### [Stated problem]
Render the lines of the items, from their start through the line containing "xmin=661 ymin=437 xmax=708 ymax=486", as a JSON list of strings, one string per line and blank lines omitted. Leave the pictures out of the answer.
====== Provided records ======
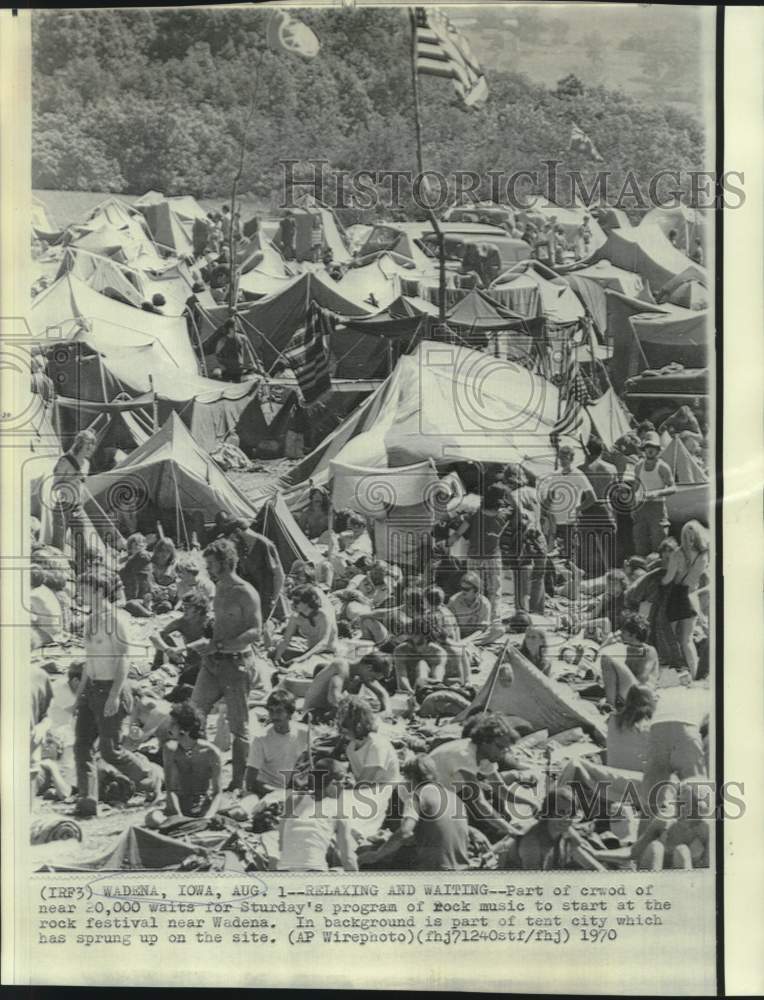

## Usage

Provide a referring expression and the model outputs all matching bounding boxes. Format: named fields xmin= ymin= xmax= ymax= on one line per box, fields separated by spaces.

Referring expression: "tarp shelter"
xmin=290 ymin=341 xmax=590 ymax=483
xmin=87 ymin=413 xmax=254 ymax=542
xmin=30 ymin=274 xmax=199 ymax=375
xmin=457 ymin=645 xmax=607 ymax=745
xmin=200 ymin=271 xmax=374 ymax=371
xmin=592 ymin=205 xmax=631 ymax=234
xmin=56 ymin=247 xmax=146 ymax=308
xmin=586 ymin=225 xmax=705 ymax=295
xmin=586 ymin=387 xmax=631 ymax=448
xmin=489 ymin=261 xmax=584 ymax=326
xmin=142 ymin=201 xmax=194 ymax=257
xmin=661 ymin=437 xmax=708 ymax=486
xmin=254 ymin=494 xmax=323 ymax=573
xmin=566 ymin=260 xmax=644 ymax=299
xmin=32 ymin=195 xmax=61 ymax=243
xmin=637 ymin=205 xmax=707 ymax=254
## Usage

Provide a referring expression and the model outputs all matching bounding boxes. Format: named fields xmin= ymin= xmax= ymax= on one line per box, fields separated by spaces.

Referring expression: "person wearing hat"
xmin=632 ymin=431 xmax=676 ymax=556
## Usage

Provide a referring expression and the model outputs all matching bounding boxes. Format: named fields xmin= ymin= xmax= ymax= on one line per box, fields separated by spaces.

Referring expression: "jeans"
xmin=633 ymin=500 xmax=668 ymax=556
xmin=191 ymin=651 xmax=255 ymax=788
xmin=74 ymin=680 xmax=151 ymax=802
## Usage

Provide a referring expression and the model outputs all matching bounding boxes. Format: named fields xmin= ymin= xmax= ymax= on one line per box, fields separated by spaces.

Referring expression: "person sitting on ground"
xmin=424 ymin=587 xmax=461 ymax=642
xmin=584 ymin=569 xmax=627 ymax=637
xmin=297 ymin=486 xmax=329 ymax=541
xmin=448 ymin=570 xmax=491 ymax=641
xmin=276 ymin=758 xmax=358 ymax=872
xmin=510 ymin=787 xmax=605 ymax=871
xmin=393 ymin=617 xmax=448 ymax=694
xmin=151 ymin=538 xmax=178 ymax=615
xmin=150 ymin=588 xmax=214 ymax=684
xmin=163 ymin=701 xmax=222 ymax=819
xmin=74 ymin=567 xmax=156 ymax=817
xmin=360 ymin=755 xmax=470 ymax=871
xmin=177 ymin=553 xmax=215 ymax=603
xmin=520 ymin=625 xmax=552 ymax=677
xmin=244 ymin=689 xmax=308 ymax=796
xmin=427 ymin=712 xmax=516 ymax=840
xmin=119 ymin=532 xmax=154 ymax=618
xmin=337 ymin=695 xmax=400 ymax=800
xmin=631 ymin=781 xmax=712 ymax=872
xmin=226 ymin=518 xmax=284 ymax=622
xmin=606 ymin=684 xmax=657 ymax=774
xmin=302 ymin=652 xmax=393 ymax=721
xmin=600 ymin=611 xmax=660 ymax=710
xmin=273 ymin=586 xmax=337 ymax=665
xmin=29 ymin=566 xmax=62 ymax=649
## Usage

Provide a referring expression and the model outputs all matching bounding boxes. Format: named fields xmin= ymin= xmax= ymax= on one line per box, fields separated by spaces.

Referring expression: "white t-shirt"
xmin=247 ymin=725 xmax=308 ymax=788
xmin=428 ymin=739 xmax=478 ymax=791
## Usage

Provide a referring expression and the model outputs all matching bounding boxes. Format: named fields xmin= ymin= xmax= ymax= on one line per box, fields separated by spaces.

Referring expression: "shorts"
xmin=467 ymin=555 xmax=502 ymax=600
xmin=666 ymin=583 xmax=698 ymax=622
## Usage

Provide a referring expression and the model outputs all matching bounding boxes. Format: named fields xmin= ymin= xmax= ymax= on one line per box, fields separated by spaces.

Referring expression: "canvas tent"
xmin=637 ymin=204 xmax=706 ymax=254
xmin=30 ymin=273 xmax=199 ymax=375
xmin=290 ymin=341 xmax=590 ymax=483
xmin=586 ymin=225 xmax=705 ymax=295
xmin=87 ymin=413 xmax=254 ymax=543
xmin=489 ymin=261 xmax=584 ymax=326
xmin=457 ymin=645 xmax=607 ymax=746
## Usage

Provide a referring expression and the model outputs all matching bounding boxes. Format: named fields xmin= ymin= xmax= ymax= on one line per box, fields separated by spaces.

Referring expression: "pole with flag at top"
xmin=409 ymin=7 xmax=488 ymax=340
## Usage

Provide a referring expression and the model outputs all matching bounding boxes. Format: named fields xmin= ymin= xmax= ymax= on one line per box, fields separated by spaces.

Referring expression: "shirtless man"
xmin=273 ymin=586 xmax=337 ymax=664
xmin=191 ymin=538 xmax=262 ymax=791
xmin=74 ymin=568 xmax=156 ymax=817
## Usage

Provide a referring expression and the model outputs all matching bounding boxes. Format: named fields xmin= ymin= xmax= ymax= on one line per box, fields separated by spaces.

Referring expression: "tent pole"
xmin=409 ymin=7 xmax=446 ymax=327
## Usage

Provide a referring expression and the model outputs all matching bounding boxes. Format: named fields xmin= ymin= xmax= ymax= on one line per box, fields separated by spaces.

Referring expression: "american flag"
xmin=414 ymin=7 xmax=488 ymax=107
xmin=568 ymin=122 xmax=602 ymax=163
xmin=284 ymin=302 xmax=334 ymax=403
xmin=549 ymin=360 xmax=590 ymax=447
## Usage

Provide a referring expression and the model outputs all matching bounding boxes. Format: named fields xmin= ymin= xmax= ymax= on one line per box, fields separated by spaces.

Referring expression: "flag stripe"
xmin=415 ymin=7 xmax=488 ymax=105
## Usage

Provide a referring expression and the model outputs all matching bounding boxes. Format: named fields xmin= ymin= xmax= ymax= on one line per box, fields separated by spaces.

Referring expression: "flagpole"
xmin=409 ymin=7 xmax=446 ymax=327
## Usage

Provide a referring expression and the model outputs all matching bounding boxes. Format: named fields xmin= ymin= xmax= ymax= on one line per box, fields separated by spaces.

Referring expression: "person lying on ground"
xmin=631 ymin=781 xmax=711 ymax=872
xmin=302 ymin=652 xmax=393 ymax=721
xmin=163 ymin=702 xmax=221 ymax=818
xmin=273 ymin=586 xmax=337 ymax=664
xmin=359 ymin=755 xmax=470 ymax=871
xmin=276 ymin=758 xmax=358 ymax=872
xmin=244 ymin=689 xmax=308 ymax=795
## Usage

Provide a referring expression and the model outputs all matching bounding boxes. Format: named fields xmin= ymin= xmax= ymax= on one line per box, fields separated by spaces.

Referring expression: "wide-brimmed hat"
xmin=640 ymin=431 xmax=661 ymax=450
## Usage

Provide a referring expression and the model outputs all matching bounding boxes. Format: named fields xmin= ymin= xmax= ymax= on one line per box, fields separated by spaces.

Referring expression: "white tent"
xmin=30 ymin=274 xmax=199 ymax=375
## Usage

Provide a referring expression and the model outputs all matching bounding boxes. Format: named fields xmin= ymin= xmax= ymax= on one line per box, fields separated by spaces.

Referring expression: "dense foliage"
xmin=32 ymin=8 xmax=705 ymax=217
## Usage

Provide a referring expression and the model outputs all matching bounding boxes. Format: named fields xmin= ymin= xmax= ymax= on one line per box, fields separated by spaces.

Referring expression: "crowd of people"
xmin=30 ymin=386 xmax=711 ymax=871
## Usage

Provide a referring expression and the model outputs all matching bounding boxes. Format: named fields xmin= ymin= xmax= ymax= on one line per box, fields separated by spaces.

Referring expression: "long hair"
xmin=615 ymin=684 xmax=658 ymax=729
xmin=680 ymin=521 xmax=708 ymax=561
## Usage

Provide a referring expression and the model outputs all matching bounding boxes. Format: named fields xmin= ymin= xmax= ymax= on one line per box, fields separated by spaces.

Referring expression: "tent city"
xmin=24 ymin=5 xmax=715 ymax=873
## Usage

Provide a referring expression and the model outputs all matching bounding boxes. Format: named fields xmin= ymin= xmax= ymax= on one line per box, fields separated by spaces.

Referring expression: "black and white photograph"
xmin=4 ymin=3 xmax=761 ymax=993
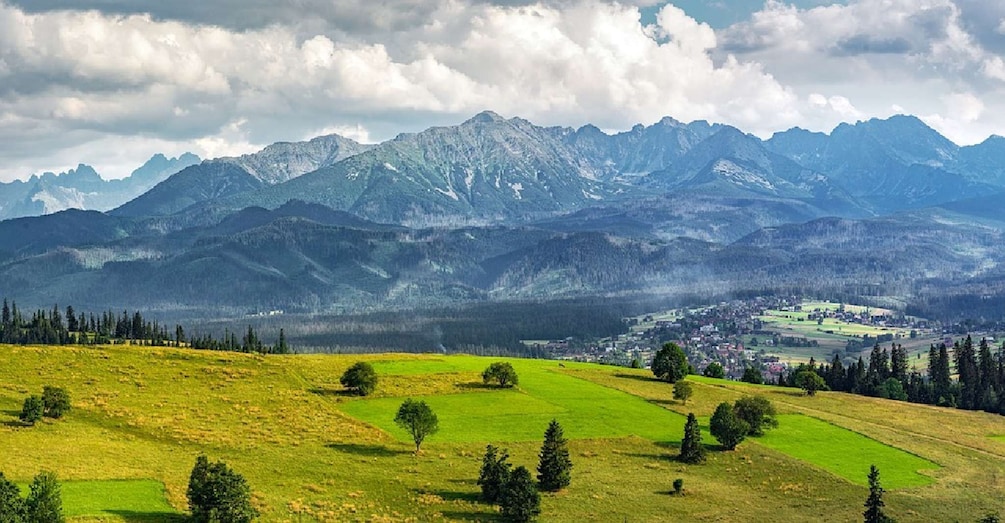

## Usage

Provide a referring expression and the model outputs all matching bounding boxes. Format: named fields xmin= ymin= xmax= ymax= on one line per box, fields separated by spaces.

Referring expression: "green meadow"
xmin=0 ymin=346 xmax=1005 ymax=523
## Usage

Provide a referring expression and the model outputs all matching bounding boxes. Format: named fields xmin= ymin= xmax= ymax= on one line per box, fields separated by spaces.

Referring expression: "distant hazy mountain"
xmin=767 ymin=116 xmax=1005 ymax=213
xmin=0 ymin=153 xmax=199 ymax=219
xmin=0 ymin=112 xmax=1005 ymax=312
xmin=113 ymin=135 xmax=370 ymax=216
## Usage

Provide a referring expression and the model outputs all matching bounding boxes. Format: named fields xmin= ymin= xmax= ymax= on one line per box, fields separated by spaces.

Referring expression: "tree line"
xmin=0 ymin=298 xmax=291 ymax=354
xmin=778 ymin=336 xmax=1005 ymax=415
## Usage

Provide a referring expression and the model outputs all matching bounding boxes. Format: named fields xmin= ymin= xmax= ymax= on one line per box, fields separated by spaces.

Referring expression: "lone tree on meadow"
xmin=709 ymin=402 xmax=750 ymax=451
xmin=677 ymin=412 xmax=705 ymax=465
xmin=862 ymin=465 xmax=893 ymax=523
xmin=478 ymin=445 xmax=512 ymax=503
xmin=187 ymin=455 xmax=258 ymax=523
xmin=701 ymin=361 xmax=726 ymax=379
xmin=394 ymin=398 xmax=439 ymax=454
xmin=740 ymin=366 xmax=764 ymax=385
xmin=42 ymin=386 xmax=69 ymax=418
xmin=499 ymin=466 xmax=541 ymax=523
xmin=481 ymin=361 xmax=520 ymax=387
xmin=24 ymin=471 xmax=65 ymax=523
xmin=538 ymin=419 xmax=572 ymax=492
xmin=652 ymin=343 xmax=688 ymax=383
xmin=673 ymin=379 xmax=694 ymax=405
xmin=795 ymin=370 xmax=827 ymax=396
xmin=339 ymin=361 xmax=377 ymax=396
xmin=733 ymin=396 xmax=778 ymax=435
xmin=19 ymin=396 xmax=45 ymax=425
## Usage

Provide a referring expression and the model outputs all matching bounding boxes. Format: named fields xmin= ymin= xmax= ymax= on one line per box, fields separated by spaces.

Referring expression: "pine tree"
xmin=677 ymin=412 xmax=705 ymax=465
xmin=24 ymin=472 xmax=65 ymax=523
xmin=538 ymin=419 xmax=572 ymax=492
xmin=862 ymin=465 xmax=893 ymax=523
xmin=478 ymin=445 xmax=511 ymax=503
xmin=499 ymin=467 xmax=541 ymax=523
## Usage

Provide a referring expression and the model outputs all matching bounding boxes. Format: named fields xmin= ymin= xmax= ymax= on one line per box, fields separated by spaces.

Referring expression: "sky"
xmin=0 ymin=0 xmax=1005 ymax=181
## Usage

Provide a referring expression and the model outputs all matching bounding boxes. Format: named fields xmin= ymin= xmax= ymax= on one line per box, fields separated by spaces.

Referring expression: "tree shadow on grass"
xmin=457 ymin=381 xmax=500 ymax=390
xmin=441 ymin=510 xmax=506 ymax=522
xmin=614 ymin=372 xmax=663 ymax=383
xmin=325 ymin=444 xmax=413 ymax=458
xmin=106 ymin=510 xmax=189 ymax=523
xmin=308 ymin=387 xmax=363 ymax=397
xmin=411 ymin=489 xmax=481 ymax=504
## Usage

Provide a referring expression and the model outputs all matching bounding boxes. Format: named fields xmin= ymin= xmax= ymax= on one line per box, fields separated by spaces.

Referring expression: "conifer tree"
xmin=538 ymin=419 xmax=572 ymax=492
xmin=499 ymin=466 xmax=541 ymax=523
xmin=24 ymin=472 xmax=65 ymax=523
xmin=478 ymin=445 xmax=512 ymax=503
xmin=862 ymin=465 xmax=893 ymax=523
xmin=677 ymin=412 xmax=705 ymax=465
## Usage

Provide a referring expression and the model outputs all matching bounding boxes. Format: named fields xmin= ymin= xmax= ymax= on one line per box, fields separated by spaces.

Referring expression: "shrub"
xmin=339 ymin=361 xmax=377 ymax=396
xmin=481 ymin=361 xmax=520 ymax=387
xmin=20 ymin=396 xmax=45 ymax=424
xmin=733 ymin=396 xmax=778 ymax=435
xmin=499 ymin=467 xmax=541 ymax=523
xmin=538 ymin=419 xmax=572 ymax=492
xmin=187 ymin=455 xmax=258 ymax=523
xmin=478 ymin=445 xmax=511 ymax=503
xmin=652 ymin=343 xmax=690 ymax=383
xmin=42 ymin=386 xmax=69 ymax=418
xmin=394 ymin=398 xmax=439 ymax=454
xmin=709 ymin=402 xmax=750 ymax=451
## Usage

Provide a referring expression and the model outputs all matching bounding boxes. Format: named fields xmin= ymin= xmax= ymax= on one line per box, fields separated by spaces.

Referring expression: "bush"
xmin=339 ymin=361 xmax=377 ymax=396
xmin=538 ymin=419 xmax=572 ymax=492
xmin=20 ymin=396 xmax=45 ymax=424
xmin=709 ymin=402 xmax=750 ymax=451
xmin=677 ymin=412 xmax=705 ymax=465
xmin=0 ymin=472 xmax=24 ymax=523
xmin=394 ymin=398 xmax=439 ymax=454
xmin=795 ymin=370 xmax=827 ymax=396
xmin=42 ymin=386 xmax=69 ymax=418
xmin=740 ymin=367 xmax=764 ymax=385
xmin=481 ymin=361 xmax=520 ymax=387
xmin=187 ymin=455 xmax=258 ymax=523
xmin=478 ymin=445 xmax=511 ymax=503
xmin=733 ymin=396 xmax=778 ymax=435
xmin=24 ymin=472 xmax=64 ymax=523
xmin=652 ymin=343 xmax=690 ymax=383
xmin=673 ymin=379 xmax=694 ymax=405
xmin=702 ymin=361 xmax=726 ymax=379
xmin=499 ymin=467 xmax=541 ymax=523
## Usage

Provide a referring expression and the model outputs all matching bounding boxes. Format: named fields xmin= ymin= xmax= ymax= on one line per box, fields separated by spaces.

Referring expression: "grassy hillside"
xmin=0 ymin=346 xmax=1005 ymax=522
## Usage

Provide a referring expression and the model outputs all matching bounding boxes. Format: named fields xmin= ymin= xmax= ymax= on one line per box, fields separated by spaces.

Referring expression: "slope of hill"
xmin=0 ymin=346 xmax=1005 ymax=522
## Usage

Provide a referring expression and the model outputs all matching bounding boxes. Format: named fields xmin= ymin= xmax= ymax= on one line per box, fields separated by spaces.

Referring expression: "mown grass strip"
xmin=756 ymin=414 xmax=939 ymax=489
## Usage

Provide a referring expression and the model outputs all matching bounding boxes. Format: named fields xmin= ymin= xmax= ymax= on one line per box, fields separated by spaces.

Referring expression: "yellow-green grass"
xmin=757 ymin=414 xmax=939 ymax=489
xmin=342 ymin=356 xmax=684 ymax=442
xmin=10 ymin=480 xmax=181 ymax=520
xmin=0 ymin=346 xmax=1005 ymax=523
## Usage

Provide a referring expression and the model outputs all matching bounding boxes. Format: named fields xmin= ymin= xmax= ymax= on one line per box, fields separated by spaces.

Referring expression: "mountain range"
xmin=0 ymin=112 xmax=1005 ymax=315
xmin=0 ymin=153 xmax=200 ymax=219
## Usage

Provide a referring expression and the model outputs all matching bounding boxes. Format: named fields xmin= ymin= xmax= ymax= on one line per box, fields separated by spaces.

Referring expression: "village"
xmin=540 ymin=297 xmax=940 ymax=381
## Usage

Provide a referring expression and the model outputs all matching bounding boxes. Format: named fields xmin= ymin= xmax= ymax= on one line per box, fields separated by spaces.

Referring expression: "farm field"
xmin=0 ymin=346 xmax=1005 ymax=522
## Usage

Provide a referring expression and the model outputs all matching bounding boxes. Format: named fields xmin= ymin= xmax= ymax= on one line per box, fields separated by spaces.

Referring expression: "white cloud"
xmin=0 ymin=0 xmax=1005 ymax=178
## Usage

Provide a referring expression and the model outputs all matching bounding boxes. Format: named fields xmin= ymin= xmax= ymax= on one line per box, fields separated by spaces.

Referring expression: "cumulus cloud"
xmin=0 ymin=0 xmax=1005 ymax=179
xmin=0 ymin=0 xmax=816 ymax=181
xmin=719 ymin=0 xmax=1005 ymax=143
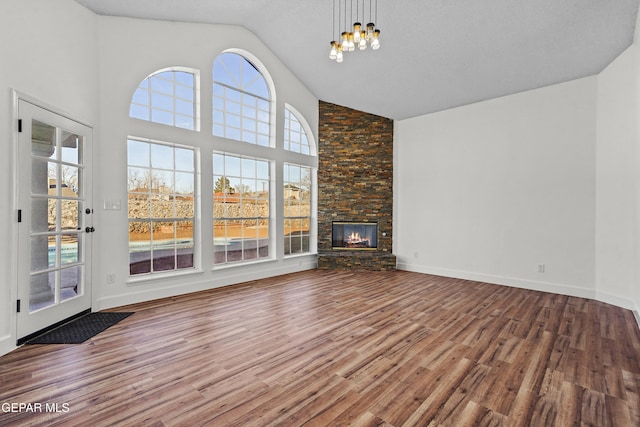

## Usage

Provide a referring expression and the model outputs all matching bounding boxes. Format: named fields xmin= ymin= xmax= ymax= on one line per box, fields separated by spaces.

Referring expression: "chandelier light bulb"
xmin=329 ymin=41 xmax=338 ymax=59
xmin=371 ymin=30 xmax=380 ymax=50
xmin=358 ymin=31 xmax=367 ymax=50
xmin=353 ymin=22 xmax=362 ymax=44
xmin=366 ymin=22 xmax=376 ymax=42
xmin=340 ymin=31 xmax=349 ymax=52
xmin=329 ymin=0 xmax=380 ymax=63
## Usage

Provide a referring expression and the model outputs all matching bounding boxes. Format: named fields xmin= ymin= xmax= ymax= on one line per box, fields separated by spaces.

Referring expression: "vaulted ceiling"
xmin=76 ymin=0 xmax=638 ymax=119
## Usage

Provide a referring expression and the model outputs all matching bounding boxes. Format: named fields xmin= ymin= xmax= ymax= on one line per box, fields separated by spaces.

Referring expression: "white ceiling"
xmin=76 ymin=0 xmax=639 ymax=119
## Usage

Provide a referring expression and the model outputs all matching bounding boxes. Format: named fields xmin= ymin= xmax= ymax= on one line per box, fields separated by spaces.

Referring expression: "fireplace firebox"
xmin=331 ymin=221 xmax=378 ymax=250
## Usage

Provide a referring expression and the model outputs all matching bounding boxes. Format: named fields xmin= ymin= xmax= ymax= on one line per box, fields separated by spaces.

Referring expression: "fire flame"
xmin=347 ymin=233 xmax=362 ymax=243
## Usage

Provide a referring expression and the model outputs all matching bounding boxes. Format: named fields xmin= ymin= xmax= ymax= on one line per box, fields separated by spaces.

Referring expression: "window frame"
xmin=127 ymin=135 xmax=201 ymax=280
xmin=129 ymin=66 xmax=201 ymax=132
xmin=211 ymin=49 xmax=277 ymax=148
xmin=211 ymin=149 xmax=275 ymax=270
xmin=281 ymin=162 xmax=316 ymax=258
======
### [Answer to the problem]
[
  "## Usage",
  "Provide a referring expression and the model outputs all matching bounding boxes. Format: named fields xmin= ymin= xmax= ymax= on one line per box, fields separated by spaces.",
  "Referring expression: \"tarp shelter\"",
  "xmin=290 ymin=341 xmax=590 ymax=483",
  "xmin=87 ymin=413 xmax=254 ymax=542",
  "xmin=30 ymin=274 xmax=199 ymax=375",
  "xmin=457 ymin=645 xmax=607 ymax=745",
  "xmin=200 ymin=271 xmax=374 ymax=371",
  "xmin=592 ymin=205 xmax=631 ymax=234",
  "xmin=56 ymin=247 xmax=146 ymax=308",
  "xmin=586 ymin=225 xmax=705 ymax=295",
  "xmin=586 ymin=387 xmax=631 ymax=448",
  "xmin=489 ymin=261 xmax=584 ymax=326",
  "xmin=142 ymin=201 xmax=194 ymax=257",
  "xmin=661 ymin=437 xmax=708 ymax=486"
]